[Region pointing data]
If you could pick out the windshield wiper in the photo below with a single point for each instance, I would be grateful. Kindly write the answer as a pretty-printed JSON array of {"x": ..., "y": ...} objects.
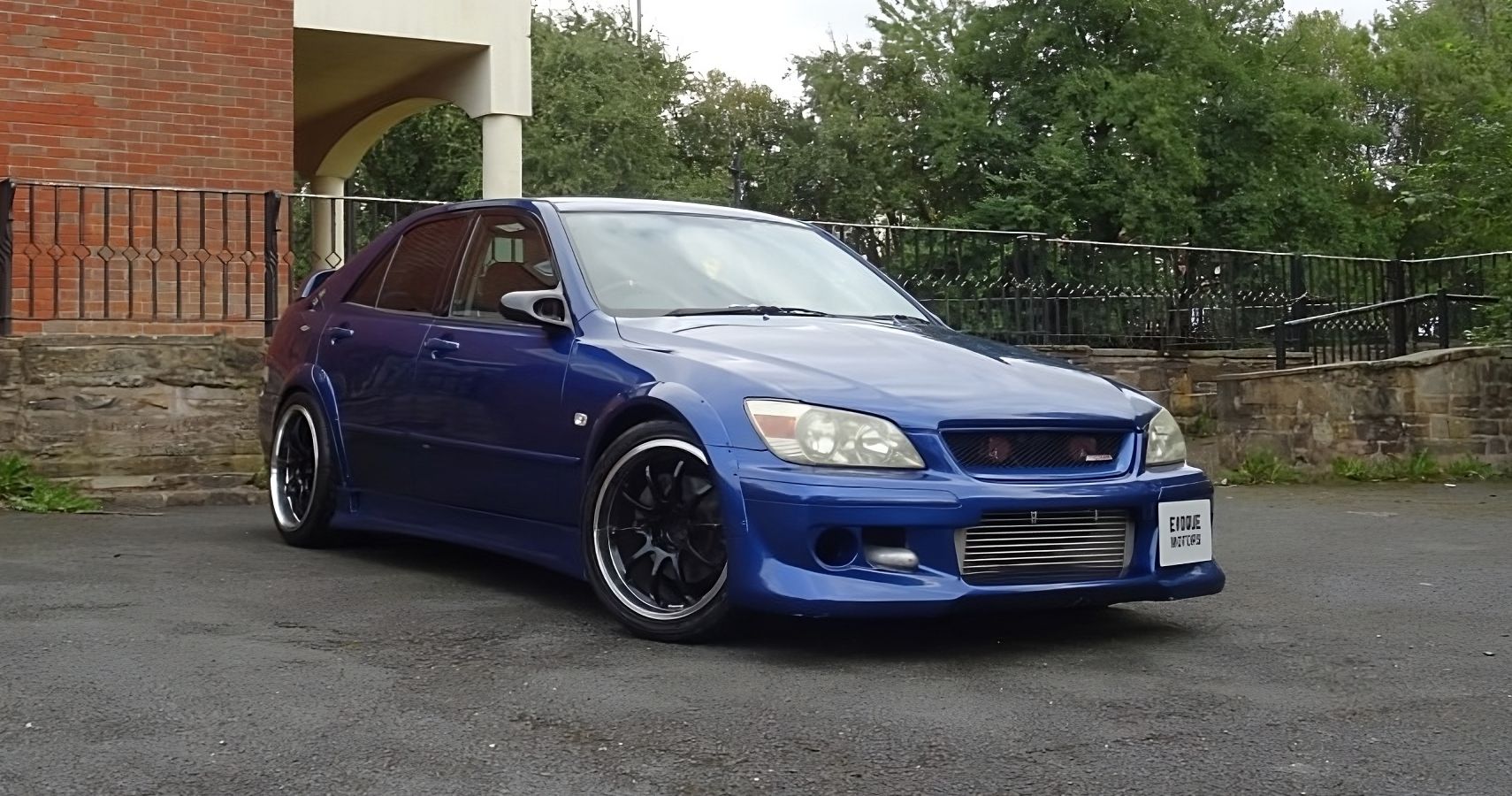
[
  {"x": 751, "y": 309},
  {"x": 912, "y": 319}
]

§ **EXERCISE**: None of the pictures belongs in the answer, but all the entries must be repeated exactly.

§ **ANSWER SECTION**:
If you could pick out the windshield wiper in the photo below with a single point for each instance, I would be grateful. Kindly write the answer as a pretty-printed JSON array of {"x": ..., "y": ...} objects.
[
  {"x": 751, "y": 309},
  {"x": 912, "y": 319}
]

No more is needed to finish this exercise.